▶ [STATED PROBLEM]: Print out the material that follows word for word.

▶ [THE INPUT]:

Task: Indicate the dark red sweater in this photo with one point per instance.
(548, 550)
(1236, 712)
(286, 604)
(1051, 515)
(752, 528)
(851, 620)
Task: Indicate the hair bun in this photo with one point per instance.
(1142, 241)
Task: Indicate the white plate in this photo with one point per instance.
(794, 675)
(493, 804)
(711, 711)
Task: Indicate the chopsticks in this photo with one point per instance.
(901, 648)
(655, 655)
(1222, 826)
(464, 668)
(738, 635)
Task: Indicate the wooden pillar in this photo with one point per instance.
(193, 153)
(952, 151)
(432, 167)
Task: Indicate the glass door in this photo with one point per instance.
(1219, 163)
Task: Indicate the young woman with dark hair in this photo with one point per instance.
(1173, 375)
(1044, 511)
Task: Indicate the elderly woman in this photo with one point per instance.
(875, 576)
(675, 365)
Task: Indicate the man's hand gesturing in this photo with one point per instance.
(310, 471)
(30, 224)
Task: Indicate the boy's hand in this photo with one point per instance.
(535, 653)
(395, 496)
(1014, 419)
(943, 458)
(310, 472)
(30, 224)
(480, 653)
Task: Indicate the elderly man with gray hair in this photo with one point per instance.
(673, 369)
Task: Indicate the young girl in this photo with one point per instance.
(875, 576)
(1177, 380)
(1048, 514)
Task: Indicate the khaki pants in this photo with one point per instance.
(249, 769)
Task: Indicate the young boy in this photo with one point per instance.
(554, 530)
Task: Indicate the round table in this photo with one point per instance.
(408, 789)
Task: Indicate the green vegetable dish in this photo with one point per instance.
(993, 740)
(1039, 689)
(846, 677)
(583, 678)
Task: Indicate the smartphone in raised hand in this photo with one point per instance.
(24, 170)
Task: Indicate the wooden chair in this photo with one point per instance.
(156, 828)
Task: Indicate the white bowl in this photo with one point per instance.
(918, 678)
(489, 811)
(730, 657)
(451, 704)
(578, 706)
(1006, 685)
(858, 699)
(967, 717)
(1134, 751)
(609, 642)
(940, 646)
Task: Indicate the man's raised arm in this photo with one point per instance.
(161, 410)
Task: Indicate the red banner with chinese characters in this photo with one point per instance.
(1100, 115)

▶ [TASK SOLUTION]:
Task: Indicate the dark red sweater in this photo with one point per instance.
(548, 550)
(1236, 712)
(286, 604)
(1051, 515)
(752, 528)
(851, 620)
Task: Indicate the hair bun in this photo with one point per instance.
(1142, 241)
Task: Indicate the white plate in this photo with one point per instance.
(794, 675)
(493, 804)
(711, 711)
Task: Indicate the chopsticks in this photo with one point per instance.
(901, 648)
(655, 655)
(1222, 826)
(464, 668)
(738, 635)
Task: Indicate the wooden pillar in this photo with one point per instance.
(193, 153)
(952, 151)
(432, 167)
Task: Indicate the glass door in this photo with one point per instance.
(1219, 163)
Task: Indicate the young woman with dark hair in this photo with one point per instance.
(1173, 375)
(1044, 511)
Task: Indicate the elderly woman in this photo with one point per instance.
(875, 576)
(675, 365)
Task: Indicate the man's hand gesturing in this photo with one point per instance.
(310, 471)
(30, 224)
Task: Indicate the boy's hand in this photo with one point per instance.
(535, 653)
(395, 496)
(1014, 419)
(943, 458)
(310, 472)
(30, 224)
(480, 653)
Task: Indicate the elderly man with gray hair in this photo with one point per instance.
(673, 369)
Task: Indicate the young girl in this photo with one point per instance.
(875, 576)
(1177, 380)
(1048, 514)
Task: Indicate the khaki pants in this photo with one point per instance.
(249, 769)
Task: Indicate the young boy in this photo with one point per instance.
(554, 530)
Task: Indicate the round table in this photo with one point per instance.
(408, 789)
Task: Indicate the green vegetable dish in this photo with one point per instance.
(993, 740)
(1039, 689)
(846, 677)
(583, 678)
Task: Indicate the smartphone in raised hand in this photo with one point per instance.
(24, 170)
Task: Indicate the wooden chair in this photo with one point per instance.
(156, 828)
Task: Indicate the white bowl in this photo with one point per instance.
(918, 678)
(489, 811)
(730, 657)
(451, 704)
(578, 706)
(1006, 685)
(858, 699)
(967, 717)
(1134, 751)
(609, 642)
(940, 646)
Task: Indicate the man's raised arm in this photo with one point per instance.
(161, 410)
Task: Indicate the red banner with chinese characters in this photo with one point per instance.
(1100, 115)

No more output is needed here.